(Records)

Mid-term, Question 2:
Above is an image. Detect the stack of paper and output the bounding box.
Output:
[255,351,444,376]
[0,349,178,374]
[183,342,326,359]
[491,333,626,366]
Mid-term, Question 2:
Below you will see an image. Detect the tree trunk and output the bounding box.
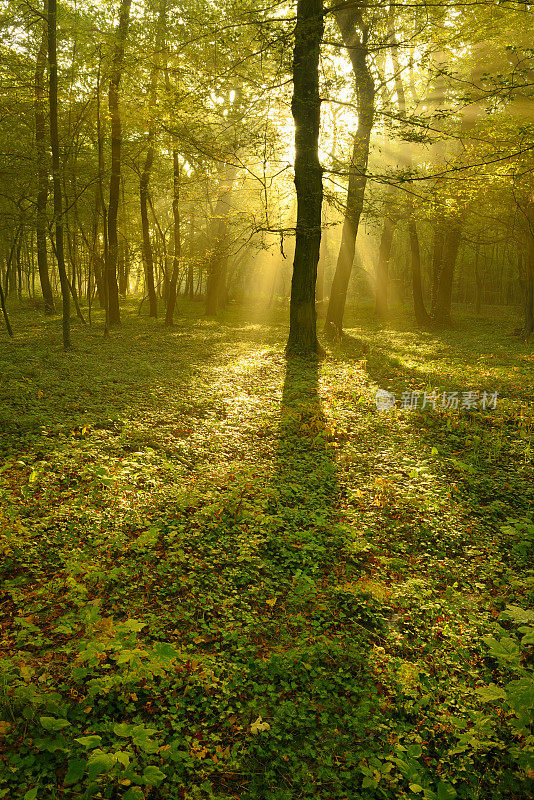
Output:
[325,8,375,337]
[375,217,395,319]
[105,0,132,329]
[408,220,430,327]
[286,0,324,355]
[139,0,166,317]
[165,147,181,325]
[525,217,534,336]
[206,164,237,316]
[48,0,71,350]
[34,0,55,314]
[432,223,462,325]
[475,242,482,314]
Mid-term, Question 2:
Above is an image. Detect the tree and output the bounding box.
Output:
[286,0,324,355]
[34,0,55,314]
[48,0,71,350]
[325,1,375,337]
[104,0,132,329]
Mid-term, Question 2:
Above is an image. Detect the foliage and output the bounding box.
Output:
[0,304,534,800]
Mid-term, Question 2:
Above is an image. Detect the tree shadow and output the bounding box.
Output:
[334,336,534,524]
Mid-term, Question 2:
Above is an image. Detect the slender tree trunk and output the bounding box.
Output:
[408,219,430,327]
[139,0,166,317]
[165,146,181,325]
[206,163,237,316]
[432,223,462,325]
[34,0,55,314]
[475,242,482,314]
[286,0,324,355]
[325,7,375,337]
[375,217,395,319]
[105,0,132,330]
[525,212,534,336]
[48,0,71,350]
[0,276,13,339]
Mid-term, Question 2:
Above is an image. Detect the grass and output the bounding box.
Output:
[0,304,534,800]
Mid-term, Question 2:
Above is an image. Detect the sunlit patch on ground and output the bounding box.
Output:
[0,306,534,800]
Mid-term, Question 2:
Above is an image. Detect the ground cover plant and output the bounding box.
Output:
[0,302,534,800]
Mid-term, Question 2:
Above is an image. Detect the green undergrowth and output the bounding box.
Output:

• **WHAT THE TASK ASKS**
Please copy out all of the records above word for word, leaving the pictures out.

• **RESPONSE FOR THIS EXERCISE**
Mid-term, Question 2:
Above is an image. Detect the stack of paper and output the bounding box.
Output:
[255,351,444,376]
[0,349,178,374]
[183,342,326,359]
[491,333,626,366]
Mid-term, Question 2:
Below you will see an image. Detect the tree trunk and output the bounding box.
Output:
[325,8,375,337]
[375,217,395,319]
[105,0,132,329]
[408,220,430,327]
[286,0,324,355]
[139,0,166,317]
[165,147,181,325]
[525,217,534,336]
[206,164,237,316]
[48,0,71,350]
[34,0,55,314]
[432,223,462,325]
[475,242,482,314]
Mid-term, Question 2:
Above is an image. Detect the tree and output the bounding box.
Output:
[286,0,324,355]
[34,0,55,314]
[48,0,71,350]
[325,1,375,337]
[104,0,132,329]
Mid-term, Question 2:
Above is an image. Detect the foliage and output the bounding box.
Output:
[0,304,534,800]
Mid-term, Question 2:
Above is an image. Detect the tree shadow and output the bounding box.
Output:
[334,336,534,524]
Mid-term, Question 2:
Above is an image. Detect the slender tree trunk and output the bounding box.
Output:
[408,219,430,327]
[139,0,166,317]
[165,146,181,325]
[206,163,237,316]
[432,223,462,325]
[34,0,55,314]
[475,242,482,314]
[286,0,324,355]
[325,7,375,337]
[375,217,395,319]
[105,0,132,330]
[525,212,534,336]
[48,0,71,350]
[0,276,13,339]
Mid-term, Question 2:
Above is an image. Detect the grass and output the bounding box.
Output:
[0,304,534,800]
Mid-term, Question 2:
Above is an image. Detect the sunlit patch on ground and output the bounding box.
Output:
[0,306,534,800]
Mid-term, Question 2:
Above is an image. Detect the ground cover plant and output the bounding box.
Output:
[0,302,534,800]
Mid-term, Question 2:
Above is an image. Detect the green undergrowth and output the bounding box.
Output:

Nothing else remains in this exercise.